## Given instruction 1
Pick out every line in the records that contains the word "yellow" and copy each such line.

======== Excerpted text ========

# Filter just failed...



## westy_UK (Feb 14, 2003)

my filter just gave up the ghost, it was quite old. its 8:45 all the shops have shut there'll be ok till the morning right ? ill get a new one first thing.

what make and model do you guys recomend?

2" rhom and a 5" plec in a 30 gallon tank.


----------



## Xenon (Nov 15, 2002)

Moved to equipoment....lets try posting in the proper forums guys.


----------



## Bcollins111900 (Feb 3, 2003)

Aqua Clear 300, a 500 would be very ideal but I belive in over filtration. www.petsolutions.com


----------



## sccavee (Feb 11, 2003)

I use a AquaClear 300 on my 30 gallon, that's 10X turnover which is pretty good. Also it's a pretty cheap filter and works well.


----------



## westy_UK (Feb 14, 2003)

Thanks guys, and sorry about posting in the wrong forum.


----------



## RhomZilla (Feb 12, 2003)

I also have a Rhom in a 30 gal w/ an AC 300.


----------



## SnowCichlid. (Jan 10, 2003)

Yes aquaclear makes great filters. And I have yet to experience any problems with them :smile:


----------



## NIKE (Jan 27, 2003)

======== Available data ========

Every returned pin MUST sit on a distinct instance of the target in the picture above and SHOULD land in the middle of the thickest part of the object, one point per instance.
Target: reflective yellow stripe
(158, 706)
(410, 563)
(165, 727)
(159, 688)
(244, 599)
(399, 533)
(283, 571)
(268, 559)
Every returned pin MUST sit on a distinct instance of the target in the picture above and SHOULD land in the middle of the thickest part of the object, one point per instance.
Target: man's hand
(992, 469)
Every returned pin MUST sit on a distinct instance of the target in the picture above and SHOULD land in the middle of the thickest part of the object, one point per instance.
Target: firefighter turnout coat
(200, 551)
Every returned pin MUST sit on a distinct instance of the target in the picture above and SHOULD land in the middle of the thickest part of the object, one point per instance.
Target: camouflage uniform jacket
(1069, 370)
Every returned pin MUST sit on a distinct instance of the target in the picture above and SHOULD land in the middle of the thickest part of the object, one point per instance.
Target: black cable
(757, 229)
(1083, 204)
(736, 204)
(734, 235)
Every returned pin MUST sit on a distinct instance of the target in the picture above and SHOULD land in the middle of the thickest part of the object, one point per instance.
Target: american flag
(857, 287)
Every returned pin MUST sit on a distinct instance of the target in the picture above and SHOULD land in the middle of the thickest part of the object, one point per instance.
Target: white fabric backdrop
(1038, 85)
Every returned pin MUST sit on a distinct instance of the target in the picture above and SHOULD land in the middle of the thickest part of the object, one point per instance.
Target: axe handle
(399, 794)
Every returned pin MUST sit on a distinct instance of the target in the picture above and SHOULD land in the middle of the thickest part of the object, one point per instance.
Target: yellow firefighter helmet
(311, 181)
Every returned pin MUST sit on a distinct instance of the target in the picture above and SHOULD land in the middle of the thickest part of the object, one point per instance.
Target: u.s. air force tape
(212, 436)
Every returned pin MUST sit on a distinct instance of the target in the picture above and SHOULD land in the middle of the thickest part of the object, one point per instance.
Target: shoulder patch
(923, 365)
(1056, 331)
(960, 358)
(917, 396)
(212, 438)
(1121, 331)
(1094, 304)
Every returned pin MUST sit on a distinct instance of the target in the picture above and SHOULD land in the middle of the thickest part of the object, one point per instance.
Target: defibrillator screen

========

## Given instruction 2
List every distinct date shown in the post headings of the aquarium filter thread.

## Full response 1
Target: reflective yellow stripe
Target: yellow firefighter helmet

## Full response 2
- Feb 14, 2003
- Nov 15, 2002
- Feb 3, 2003
- Feb 11, 2003
- Feb 12, 2003
- Jan 10, 2003
- Jan 27, 2003